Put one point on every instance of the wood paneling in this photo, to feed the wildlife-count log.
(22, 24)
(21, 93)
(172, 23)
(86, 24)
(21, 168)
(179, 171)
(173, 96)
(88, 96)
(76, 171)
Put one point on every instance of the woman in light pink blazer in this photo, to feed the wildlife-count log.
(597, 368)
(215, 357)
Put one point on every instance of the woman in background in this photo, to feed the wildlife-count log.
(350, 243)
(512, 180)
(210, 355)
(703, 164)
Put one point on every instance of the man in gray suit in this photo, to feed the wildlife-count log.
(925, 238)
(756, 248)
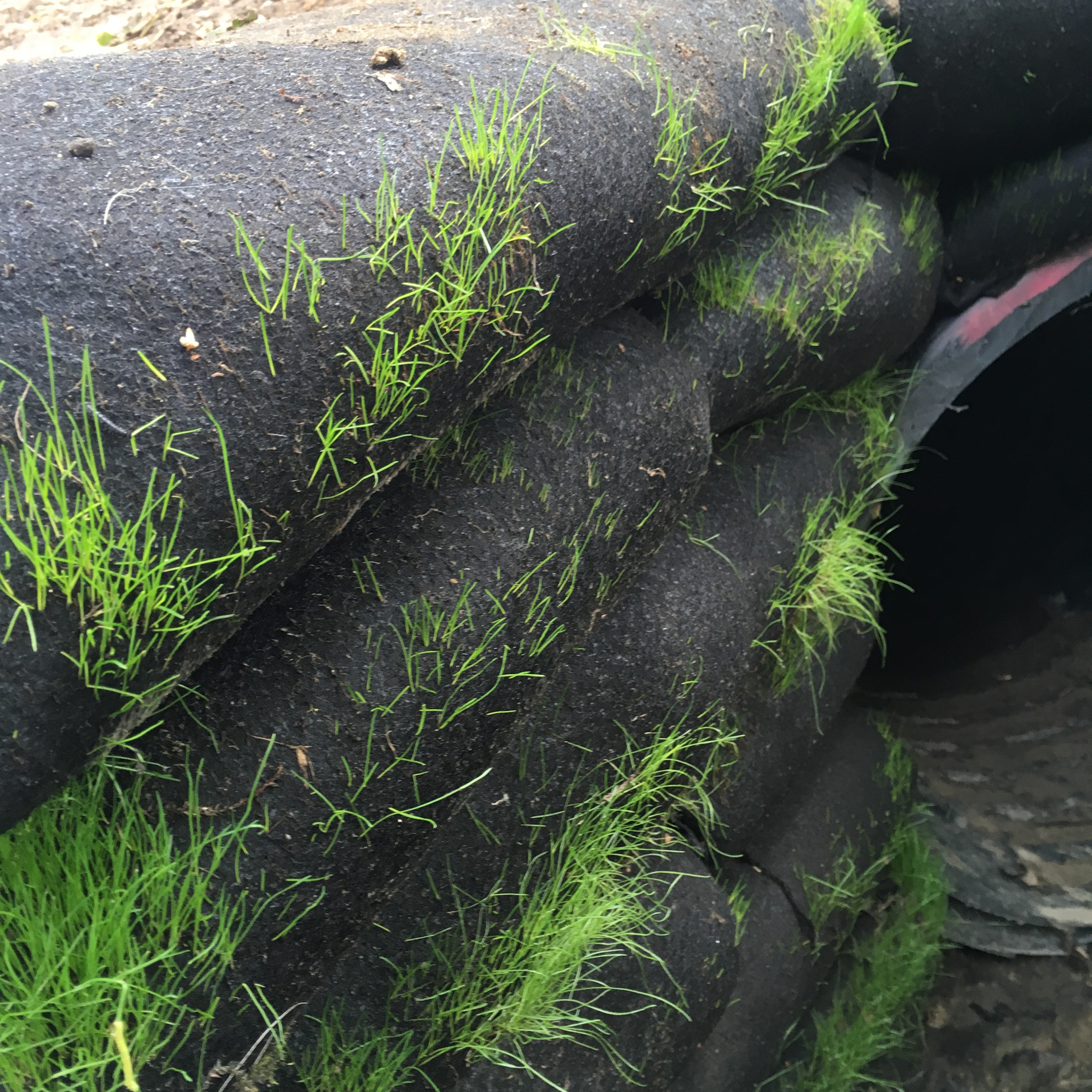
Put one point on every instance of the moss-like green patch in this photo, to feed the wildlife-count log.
(526, 962)
(105, 919)
(827, 269)
(918, 219)
(842, 32)
(876, 1005)
(841, 566)
(465, 270)
(135, 593)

::::::::::

_Direction:_
Copy out every item above word for word, and leave the picture out of your answer.

_In response:_
Put one point on every instance of the wood paneling in this photo, to feed the wildlife-count log.
(22, 24)
(21, 93)
(172, 23)
(86, 24)
(21, 168)
(179, 171)
(173, 96)
(88, 96)
(76, 171)
Put one point on every instance of the woman in light pink blazer in this photo, to feed the wildlife-count log.
(597, 368)
(215, 357)
Put one point on every instance of the woman in background in this photo, to feed the wildlife-count log.
(350, 243)
(512, 180)
(210, 355)
(703, 164)
Put one point on every instance of the man in gray suit in this photo, to feed the wildlife-count log.
(925, 238)
(756, 248)
Put one point on every instance of the moss-like green patch in this photo, to feed the wildlife-count log.
(526, 962)
(105, 919)
(827, 269)
(918, 219)
(842, 32)
(876, 1005)
(841, 566)
(465, 270)
(135, 593)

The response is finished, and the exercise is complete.